### SELECTED EXCERPT
Inference and Interaction Features
- Uses mixed parallelism across 8 GPUs, streaming deployment with progressive VAE decoding, quantization, SageAttention, and KV cache to achieve real-time latency for high-resolution streaming.
- Supports text-based event triggering during generation (e.g., adding objects, changing weather, starting explosions, character behaviors) for interactive storytelling and environment manipulation, beyond basic navigation control.
Matrix-Game 2.0 (Aug 25’)
Matrix-game 2.0: An open-source real-time and streaming interactive world model
Matrix-Game 2.0 is an open-source, real-time interactive world model that generates minute-long videos on the fly at 25 FPS using a few-step auto-regressive diffusion transformer conditioned on fine-grained keyboard and mouse actions, without any text input.
- Existing interactive video/world models rely on bidirectional attention and many diffusion steps, making them too slow, memory-heavy, and error-prone for real-time, long-horizon interaction.

### DATASET CONTENT
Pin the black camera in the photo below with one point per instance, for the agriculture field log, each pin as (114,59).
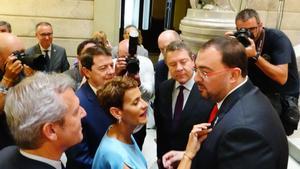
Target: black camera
(132,61)
(36,62)
(242,36)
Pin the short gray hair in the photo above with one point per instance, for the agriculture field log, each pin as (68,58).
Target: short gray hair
(33,102)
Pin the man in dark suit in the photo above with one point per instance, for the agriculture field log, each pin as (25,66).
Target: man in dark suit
(55,56)
(43,115)
(97,67)
(11,70)
(247,132)
(160,68)
(173,129)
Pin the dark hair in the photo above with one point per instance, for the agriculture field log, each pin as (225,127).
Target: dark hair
(87,57)
(113,91)
(178,45)
(42,23)
(247,14)
(83,43)
(4,23)
(232,51)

### GIVEN TASK 1
According to the world-model excerpt, at what frame rate does Matrix-Game 2.0 generate video?
### GIVEN TASK 2
Summarize the world-model excerpt in three sentences.

### SOLUTION 1
25 FPS.

### SOLUTION 2
The excerpt first lists inference features that reach real-time latency for high-resolution streaming through 8-GPU mixed parallelism, progressive VAE decoding, quantization, SageAttention, and KV cache. These features also allow text-triggered events such as adding objects or changing weather during generation. It then presents Matrix-Game 2.0, an open-source, real-time interactive world model that generates minute-long videos at 25 FPS from keyboard and mouse actions without text input, in contrast to existing models whose bidirectional attention and many diffusion steps make them too slow for real-time, long-horizon interaction.